■ Task to complete:
Copy out the lines below, requests included, starting with the line containing "Exercise. Tag every instance of the striped" and going on through the last line, and give only these lines. Offset each coordinate in the answers by adding 4 to every number.

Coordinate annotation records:
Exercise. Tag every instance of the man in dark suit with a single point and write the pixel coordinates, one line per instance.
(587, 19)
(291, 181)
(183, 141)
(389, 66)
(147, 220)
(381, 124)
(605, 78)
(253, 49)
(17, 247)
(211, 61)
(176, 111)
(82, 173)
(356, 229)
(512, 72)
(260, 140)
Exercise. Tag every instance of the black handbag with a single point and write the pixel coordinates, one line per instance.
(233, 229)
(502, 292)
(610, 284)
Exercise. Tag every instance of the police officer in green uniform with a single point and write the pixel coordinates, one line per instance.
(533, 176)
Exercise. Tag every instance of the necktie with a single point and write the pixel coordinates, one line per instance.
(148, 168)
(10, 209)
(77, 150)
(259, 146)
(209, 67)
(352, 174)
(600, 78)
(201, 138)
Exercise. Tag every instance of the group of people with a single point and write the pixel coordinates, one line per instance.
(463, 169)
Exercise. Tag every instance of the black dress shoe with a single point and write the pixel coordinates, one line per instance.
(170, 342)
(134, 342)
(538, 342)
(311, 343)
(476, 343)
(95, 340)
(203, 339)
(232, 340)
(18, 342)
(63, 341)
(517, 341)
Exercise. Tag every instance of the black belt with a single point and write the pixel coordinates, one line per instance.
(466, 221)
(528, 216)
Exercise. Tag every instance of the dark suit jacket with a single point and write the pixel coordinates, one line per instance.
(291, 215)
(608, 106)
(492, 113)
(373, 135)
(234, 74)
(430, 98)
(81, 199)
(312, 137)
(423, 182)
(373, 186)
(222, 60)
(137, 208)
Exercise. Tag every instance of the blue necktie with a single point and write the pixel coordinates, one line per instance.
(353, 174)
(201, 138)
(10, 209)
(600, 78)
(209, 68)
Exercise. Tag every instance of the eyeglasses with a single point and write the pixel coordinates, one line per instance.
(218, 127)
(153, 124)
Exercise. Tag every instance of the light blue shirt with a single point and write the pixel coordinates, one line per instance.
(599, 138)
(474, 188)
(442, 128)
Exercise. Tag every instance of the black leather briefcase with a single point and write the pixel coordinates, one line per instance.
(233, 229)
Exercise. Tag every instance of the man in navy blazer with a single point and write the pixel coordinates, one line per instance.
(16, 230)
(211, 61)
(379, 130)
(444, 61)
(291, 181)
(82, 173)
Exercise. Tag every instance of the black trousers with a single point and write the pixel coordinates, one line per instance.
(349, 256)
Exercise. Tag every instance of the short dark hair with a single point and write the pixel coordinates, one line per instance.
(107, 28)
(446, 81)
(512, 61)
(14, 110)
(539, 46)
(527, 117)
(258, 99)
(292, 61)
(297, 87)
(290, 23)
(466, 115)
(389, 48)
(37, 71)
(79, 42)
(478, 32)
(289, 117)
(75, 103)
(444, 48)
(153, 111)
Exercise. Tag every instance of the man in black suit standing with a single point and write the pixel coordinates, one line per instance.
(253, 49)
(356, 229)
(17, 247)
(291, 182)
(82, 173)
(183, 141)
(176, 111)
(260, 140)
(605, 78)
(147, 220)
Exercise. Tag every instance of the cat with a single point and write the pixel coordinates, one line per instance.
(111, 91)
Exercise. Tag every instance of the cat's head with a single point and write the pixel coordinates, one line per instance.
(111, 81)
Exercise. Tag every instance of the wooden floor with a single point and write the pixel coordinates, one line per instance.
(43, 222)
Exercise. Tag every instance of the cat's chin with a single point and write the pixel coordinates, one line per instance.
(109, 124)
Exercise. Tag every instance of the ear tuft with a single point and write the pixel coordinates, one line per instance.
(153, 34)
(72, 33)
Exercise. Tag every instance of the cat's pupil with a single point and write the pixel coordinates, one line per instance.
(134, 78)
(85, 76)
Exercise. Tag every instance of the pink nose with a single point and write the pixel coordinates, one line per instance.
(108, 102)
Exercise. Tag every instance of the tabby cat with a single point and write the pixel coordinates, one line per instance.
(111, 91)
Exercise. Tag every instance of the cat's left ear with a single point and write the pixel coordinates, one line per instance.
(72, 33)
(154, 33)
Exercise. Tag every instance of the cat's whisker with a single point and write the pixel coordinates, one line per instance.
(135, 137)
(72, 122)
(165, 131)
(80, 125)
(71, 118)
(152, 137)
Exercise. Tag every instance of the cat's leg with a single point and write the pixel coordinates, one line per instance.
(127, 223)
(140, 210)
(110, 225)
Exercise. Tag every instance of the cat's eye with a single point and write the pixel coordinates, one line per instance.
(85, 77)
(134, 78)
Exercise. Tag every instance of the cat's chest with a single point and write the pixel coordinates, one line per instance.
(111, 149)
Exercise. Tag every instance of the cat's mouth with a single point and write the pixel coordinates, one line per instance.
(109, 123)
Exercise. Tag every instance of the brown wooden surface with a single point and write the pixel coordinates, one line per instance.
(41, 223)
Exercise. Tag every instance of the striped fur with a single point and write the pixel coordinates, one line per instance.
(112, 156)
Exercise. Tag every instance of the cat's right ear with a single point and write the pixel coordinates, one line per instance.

■ Complete response:
Exercise. Tag every instance of the striped fur with a single point and write the pixel coordinates, one line per instance.
(116, 160)
Exercise. Tag every instance of the cat's right ear with a single point and write the pixel coordinates, one line per instance.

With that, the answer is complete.